SEITE |
######

Dafür kann Harting schon lange keine Spitzenleistungen mehr vorweisen, seine Jahresbestweite von 65,40 Metern liegt unter der Olympianorm von 66 Metern. Harting hatte in den vergangenen Monaten viel mit Lehrgängen für den gehobenen Dienst der Bundespolizei zu tun, ausgefallene Trainingslager machten es ihm zusätzlich schwer, laut seinem Trainer Torsten Lönnfors fehlen ihm zu diesem Zeitpunkt der Saison rund 2000 Würfe.

Entgegen seines olympischen Schweigegelübdes hatte sich Harting kürzlich in einem Videogespräch auf der Homepage des olympischen Trainingszentrums Kienbaum zu Wort gemeldet – und sich wieder einmal widersprüchlich präsentiert. Harting sagte, laut seiner „menschlichen Meinung“ müsse man Olympia in diesem Jahr wegen Corona absagen und auf 2024 verschieben, seine „sportliche Meinung“ sei aber: Olympia sei nach wie vor das Größte, er werde definitiv nach Tokio reisen und wolle natürlich auch gewinnen: „Ich trainiere nur für Edelmetall.“

In seiner aktuellen Verfassung scheint dieses Ziel allerdings deutlich außerhalb seiner Reichweite zu sein.

######

AUFGABENSTELLUNG | Schreiben Sie den Abschnitt des Textes über Harting zwischen „Dafür kann Harting“ und „rund 2000 Würfe.“ einschließlich neu und ersetzen Sie darin „Trainer“ durch „Coach“. Die Datensätze spielen hierbei keine Rolle.

######

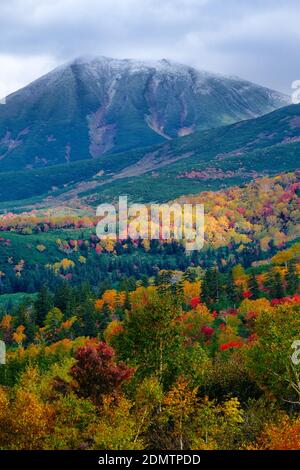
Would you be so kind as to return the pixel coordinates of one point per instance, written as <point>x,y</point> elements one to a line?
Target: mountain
<point>95,106</point>
<point>206,160</point>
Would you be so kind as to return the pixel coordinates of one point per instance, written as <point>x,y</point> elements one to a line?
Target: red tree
<point>96,372</point>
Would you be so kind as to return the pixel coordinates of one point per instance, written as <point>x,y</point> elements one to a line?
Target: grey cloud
<point>256,39</point>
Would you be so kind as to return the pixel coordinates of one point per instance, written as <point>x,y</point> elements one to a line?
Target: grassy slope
<point>264,147</point>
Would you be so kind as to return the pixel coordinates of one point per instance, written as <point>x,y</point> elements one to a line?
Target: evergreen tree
<point>253,286</point>
<point>292,279</point>
<point>42,305</point>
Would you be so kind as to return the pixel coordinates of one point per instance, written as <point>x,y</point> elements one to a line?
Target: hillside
<point>208,160</point>
<point>92,106</point>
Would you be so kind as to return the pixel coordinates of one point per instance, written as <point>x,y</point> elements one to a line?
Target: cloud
<point>256,39</point>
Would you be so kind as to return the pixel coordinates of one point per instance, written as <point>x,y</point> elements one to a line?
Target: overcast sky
<point>255,39</point>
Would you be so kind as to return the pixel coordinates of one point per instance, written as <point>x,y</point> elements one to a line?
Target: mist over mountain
<point>95,105</point>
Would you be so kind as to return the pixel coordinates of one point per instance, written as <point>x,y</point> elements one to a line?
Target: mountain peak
<point>93,105</point>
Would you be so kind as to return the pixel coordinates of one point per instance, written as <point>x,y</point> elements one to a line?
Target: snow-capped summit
<point>94,105</point>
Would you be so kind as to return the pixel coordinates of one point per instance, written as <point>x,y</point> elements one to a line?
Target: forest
<point>140,345</point>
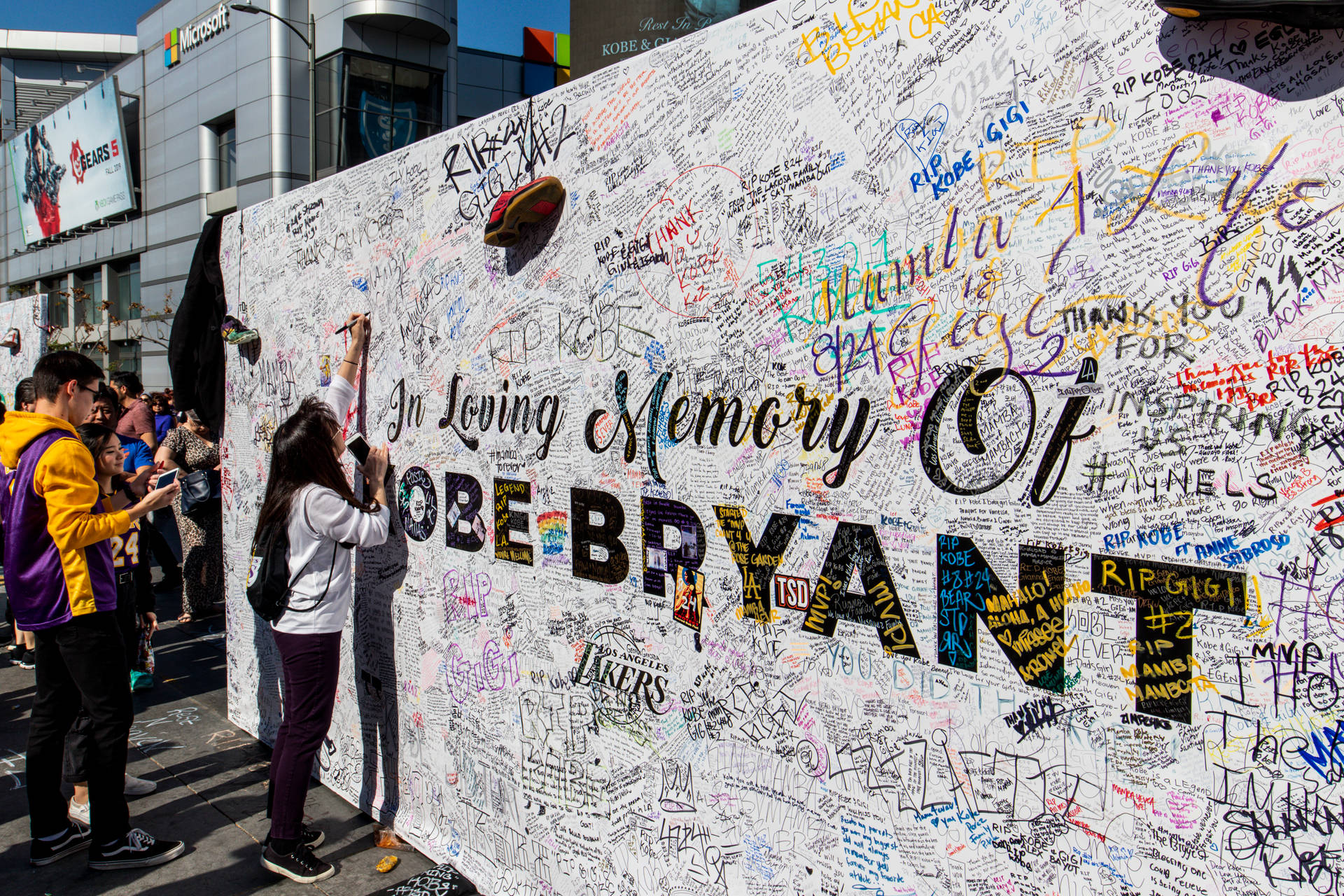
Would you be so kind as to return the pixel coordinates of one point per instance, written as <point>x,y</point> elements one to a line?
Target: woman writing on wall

######

LÖSUNG |
Dafür kann Harting schon lange keine Spitzenleistungen mehr vorweisen, seine Jahresbestweite von 65,40 Metern liegt unter der Olympianorm von 66 Metern. Harting hatte in den vergangenen Monaten viel mit Lehrgängen für den gehobenen Dienst der Bundespolizei zu tun, ausgefallene Trainingslager machten es ihm zusätzlich schwer, laut seinem Coach Torsten Lönnfors fehlen ihm zu diesem Zeitpunkt der Saison rund 2000 Würfe.